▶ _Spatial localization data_

══════════

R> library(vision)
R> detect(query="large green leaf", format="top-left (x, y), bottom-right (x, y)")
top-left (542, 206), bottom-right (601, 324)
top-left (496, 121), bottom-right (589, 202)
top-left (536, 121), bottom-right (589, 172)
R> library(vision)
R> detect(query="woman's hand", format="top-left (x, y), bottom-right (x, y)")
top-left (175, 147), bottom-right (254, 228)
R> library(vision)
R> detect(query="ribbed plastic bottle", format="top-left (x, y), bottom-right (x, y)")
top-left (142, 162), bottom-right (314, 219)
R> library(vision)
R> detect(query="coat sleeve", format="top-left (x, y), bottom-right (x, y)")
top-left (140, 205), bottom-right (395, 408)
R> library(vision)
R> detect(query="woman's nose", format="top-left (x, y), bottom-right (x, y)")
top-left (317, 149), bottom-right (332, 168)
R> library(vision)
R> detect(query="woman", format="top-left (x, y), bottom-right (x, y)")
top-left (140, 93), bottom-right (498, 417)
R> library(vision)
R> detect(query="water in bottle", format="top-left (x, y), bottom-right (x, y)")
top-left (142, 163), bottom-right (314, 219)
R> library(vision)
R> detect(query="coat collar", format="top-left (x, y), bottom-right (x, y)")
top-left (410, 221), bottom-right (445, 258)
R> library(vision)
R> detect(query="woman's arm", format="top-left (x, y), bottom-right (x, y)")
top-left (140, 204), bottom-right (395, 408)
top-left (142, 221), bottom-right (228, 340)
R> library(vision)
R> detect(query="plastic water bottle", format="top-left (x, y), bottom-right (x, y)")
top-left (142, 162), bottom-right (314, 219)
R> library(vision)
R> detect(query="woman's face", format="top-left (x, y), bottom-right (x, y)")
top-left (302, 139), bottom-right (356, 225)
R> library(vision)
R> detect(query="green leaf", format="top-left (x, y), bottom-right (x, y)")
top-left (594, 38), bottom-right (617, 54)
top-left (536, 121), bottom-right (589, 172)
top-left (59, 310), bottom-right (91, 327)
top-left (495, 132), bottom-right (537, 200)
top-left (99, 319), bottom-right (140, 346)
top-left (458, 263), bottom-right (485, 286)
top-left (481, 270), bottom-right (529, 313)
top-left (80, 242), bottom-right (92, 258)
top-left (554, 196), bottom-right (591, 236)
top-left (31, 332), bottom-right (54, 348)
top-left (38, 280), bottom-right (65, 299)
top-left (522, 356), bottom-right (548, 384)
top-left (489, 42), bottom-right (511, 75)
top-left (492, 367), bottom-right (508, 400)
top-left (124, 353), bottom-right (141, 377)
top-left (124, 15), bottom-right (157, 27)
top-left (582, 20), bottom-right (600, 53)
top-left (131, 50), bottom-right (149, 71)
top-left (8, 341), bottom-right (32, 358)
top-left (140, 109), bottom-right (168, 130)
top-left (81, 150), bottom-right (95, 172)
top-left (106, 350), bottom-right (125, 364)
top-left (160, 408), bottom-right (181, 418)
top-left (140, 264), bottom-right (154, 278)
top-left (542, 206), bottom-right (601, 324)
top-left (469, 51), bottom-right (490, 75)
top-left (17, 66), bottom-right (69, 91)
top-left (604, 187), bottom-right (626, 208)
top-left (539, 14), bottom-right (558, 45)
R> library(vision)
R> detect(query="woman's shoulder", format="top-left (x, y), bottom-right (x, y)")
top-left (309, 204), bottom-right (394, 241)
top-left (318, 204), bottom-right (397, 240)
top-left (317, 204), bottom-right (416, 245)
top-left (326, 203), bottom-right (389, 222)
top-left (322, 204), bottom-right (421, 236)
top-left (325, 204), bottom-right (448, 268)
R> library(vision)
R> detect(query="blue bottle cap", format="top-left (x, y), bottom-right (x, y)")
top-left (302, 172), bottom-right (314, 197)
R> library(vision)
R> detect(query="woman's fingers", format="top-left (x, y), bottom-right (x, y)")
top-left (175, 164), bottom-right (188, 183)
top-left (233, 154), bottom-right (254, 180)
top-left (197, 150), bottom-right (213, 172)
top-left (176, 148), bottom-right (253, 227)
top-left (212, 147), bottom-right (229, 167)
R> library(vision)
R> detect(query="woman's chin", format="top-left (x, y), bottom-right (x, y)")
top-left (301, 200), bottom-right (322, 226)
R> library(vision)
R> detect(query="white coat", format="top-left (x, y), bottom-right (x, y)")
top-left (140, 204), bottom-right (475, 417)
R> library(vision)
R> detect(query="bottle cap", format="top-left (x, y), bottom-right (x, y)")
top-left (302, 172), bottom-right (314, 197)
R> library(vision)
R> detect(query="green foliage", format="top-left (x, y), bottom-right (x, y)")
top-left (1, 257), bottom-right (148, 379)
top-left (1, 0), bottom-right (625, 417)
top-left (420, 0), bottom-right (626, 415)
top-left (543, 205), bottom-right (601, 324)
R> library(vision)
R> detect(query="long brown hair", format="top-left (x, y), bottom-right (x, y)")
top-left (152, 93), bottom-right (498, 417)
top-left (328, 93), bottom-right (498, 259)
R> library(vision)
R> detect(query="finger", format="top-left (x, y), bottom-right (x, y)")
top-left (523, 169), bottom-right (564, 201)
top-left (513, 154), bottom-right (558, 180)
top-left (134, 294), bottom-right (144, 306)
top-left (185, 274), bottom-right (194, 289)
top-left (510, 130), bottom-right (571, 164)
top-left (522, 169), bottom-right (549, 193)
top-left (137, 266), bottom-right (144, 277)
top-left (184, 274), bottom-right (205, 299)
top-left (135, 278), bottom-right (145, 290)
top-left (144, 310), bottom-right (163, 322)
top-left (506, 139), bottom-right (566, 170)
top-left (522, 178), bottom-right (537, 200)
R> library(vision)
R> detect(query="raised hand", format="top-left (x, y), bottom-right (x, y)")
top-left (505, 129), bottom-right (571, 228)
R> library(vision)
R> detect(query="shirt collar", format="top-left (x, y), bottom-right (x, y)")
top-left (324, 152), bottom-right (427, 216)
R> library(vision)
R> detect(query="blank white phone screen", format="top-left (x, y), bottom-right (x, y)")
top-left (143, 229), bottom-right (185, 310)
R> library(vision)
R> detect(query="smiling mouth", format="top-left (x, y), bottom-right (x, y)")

══════════

▶ _Work order_
Each record above should be given again exactly as it appears.

▶ _Solution for this task_
R> library(vision)
R> detect(query="large green leaf", format="top-left (x, y), bottom-right (x, y)")
top-left (542, 206), bottom-right (601, 324)
top-left (496, 121), bottom-right (589, 202)
top-left (536, 121), bottom-right (589, 172)
R> library(vision)
R> detect(query="woman's hand", format="top-left (x, y), bottom-right (x, y)")
top-left (175, 147), bottom-right (254, 228)
R> library(vision)
R> detect(query="ribbed plastic bottle", format="top-left (x, y), bottom-right (x, y)")
top-left (142, 162), bottom-right (314, 219)
R> library(vision)
R> detect(query="coat sleeve", format="top-left (x, y), bottom-right (x, y)")
top-left (140, 205), bottom-right (395, 408)
R> library(vision)
R> detect(query="woman's nose", format="top-left (x, y), bottom-right (x, y)")
top-left (317, 149), bottom-right (332, 168)
R> library(vision)
R> detect(query="woman", format="top-left (x, y), bottom-right (x, y)")
top-left (140, 93), bottom-right (498, 417)
R> library(vision)
R> detect(query="water in bottle", format="top-left (x, y), bottom-right (x, y)")
top-left (142, 163), bottom-right (314, 219)
R> library(vision)
R> detect(query="coat collar", format="top-left (x, y), bottom-right (x, y)")
top-left (410, 221), bottom-right (445, 258)
R> library(vision)
R> detect(query="woman's arm", format="top-left (x, y), bottom-right (x, y)")
top-left (140, 204), bottom-right (395, 408)
top-left (142, 221), bottom-right (228, 340)
R> library(vision)
R> detect(query="plastic water bottle", format="top-left (x, y), bottom-right (x, y)")
top-left (142, 162), bottom-right (314, 219)
R> library(vision)
R> detect(query="woman's face", format="top-left (x, y), bottom-right (x, y)")
top-left (302, 139), bottom-right (356, 225)
R> library(vision)
R> detect(query="green leaf", format="top-left (x, y), bottom-right (x, y)")
top-left (594, 38), bottom-right (617, 54)
top-left (536, 121), bottom-right (589, 172)
top-left (59, 310), bottom-right (91, 327)
top-left (495, 132), bottom-right (537, 200)
top-left (99, 319), bottom-right (140, 346)
top-left (458, 263), bottom-right (485, 286)
top-left (481, 270), bottom-right (529, 313)
top-left (80, 242), bottom-right (92, 258)
top-left (554, 196), bottom-right (591, 236)
top-left (31, 332), bottom-right (54, 348)
top-left (38, 280), bottom-right (65, 299)
top-left (522, 356), bottom-right (548, 384)
top-left (489, 42), bottom-right (511, 75)
top-left (492, 367), bottom-right (508, 400)
top-left (124, 353), bottom-right (141, 377)
top-left (124, 15), bottom-right (157, 27)
top-left (582, 20), bottom-right (600, 53)
top-left (131, 50), bottom-right (149, 71)
top-left (8, 341), bottom-right (32, 358)
top-left (140, 109), bottom-right (168, 130)
top-left (81, 150), bottom-right (95, 172)
top-left (106, 350), bottom-right (125, 364)
top-left (160, 408), bottom-right (181, 418)
top-left (140, 264), bottom-right (154, 278)
top-left (542, 206), bottom-right (601, 324)
top-left (469, 51), bottom-right (490, 75)
top-left (17, 66), bottom-right (69, 91)
top-left (604, 187), bottom-right (626, 208)
top-left (539, 14), bottom-right (558, 45)
R> library(vision)
R> detect(query="woman's shoulder", format="top-left (x, y), bottom-right (x, y)")
top-left (309, 204), bottom-right (394, 241)
top-left (318, 204), bottom-right (397, 240)
top-left (317, 204), bottom-right (416, 245)
top-left (326, 203), bottom-right (389, 222)
top-left (322, 204), bottom-right (421, 236)
top-left (325, 204), bottom-right (448, 268)
R> library(vision)
R> detect(query="blue bottle cap", format="top-left (x, y), bottom-right (x, y)")
top-left (302, 172), bottom-right (314, 197)
R> library(vision)
R> detect(query="woman's fingers", format="top-left (x, y), bottom-right (x, y)")
top-left (175, 164), bottom-right (188, 183)
top-left (233, 154), bottom-right (254, 180)
top-left (197, 150), bottom-right (213, 172)
top-left (176, 148), bottom-right (253, 227)
top-left (212, 147), bottom-right (229, 167)
R> library(vision)
R> detect(query="woman's chin", format="top-left (x, y), bottom-right (x, y)")
top-left (301, 200), bottom-right (322, 226)
R> library(vision)
R> detect(query="white coat", format="top-left (x, y), bottom-right (x, y)")
top-left (140, 204), bottom-right (475, 417)
R> library(vision)
R> detect(query="bottle cap", format="top-left (x, y), bottom-right (x, y)")
top-left (302, 172), bottom-right (314, 197)
R> library(vision)
R> detect(query="green foliage", format="top-left (x, y), bottom-right (x, y)")
top-left (1, 257), bottom-right (148, 379)
top-left (1, 0), bottom-right (625, 417)
top-left (420, 0), bottom-right (626, 415)
top-left (543, 205), bottom-right (601, 324)
R> library(vision)
R> detect(query="long brown hair", format="top-left (x, y), bottom-right (x, y)")
top-left (152, 93), bottom-right (498, 417)
top-left (328, 93), bottom-right (498, 259)
R> library(vision)
R> detect(query="finger", format="top-left (x, y), bottom-right (x, y)")
top-left (523, 169), bottom-right (564, 201)
top-left (513, 154), bottom-right (558, 180)
top-left (134, 294), bottom-right (144, 306)
top-left (185, 274), bottom-right (194, 289)
top-left (510, 130), bottom-right (571, 164)
top-left (522, 169), bottom-right (549, 193)
top-left (137, 266), bottom-right (144, 277)
top-left (184, 274), bottom-right (205, 299)
top-left (135, 278), bottom-right (145, 290)
top-left (144, 310), bottom-right (163, 322)
top-left (506, 139), bottom-right (566, 170)
top-left (522, 178), bottom-right (537, 200)
R> library(vision)
R> detect(query="raised hand", format="top-left (x, y), bottom-right (x, y)")
top-left (505, 129), bottom-right (571, 228)
R> library(vision)
R> detect(query="shirt collar", format="top-left (x, y), bottom-right (x, y)")
top-left (324, 152), bottom-right (427, 216)
R> library(vision)
R> detect(query="blank white phone screen", format="top-left (x, y), bottom-right (x, y)")
top-left (143, 229), bottom-right (185, 310)
R> library(vision)
R> detect(query="smiling mouth", format="top-left (x, y), bottom-right (x, y)")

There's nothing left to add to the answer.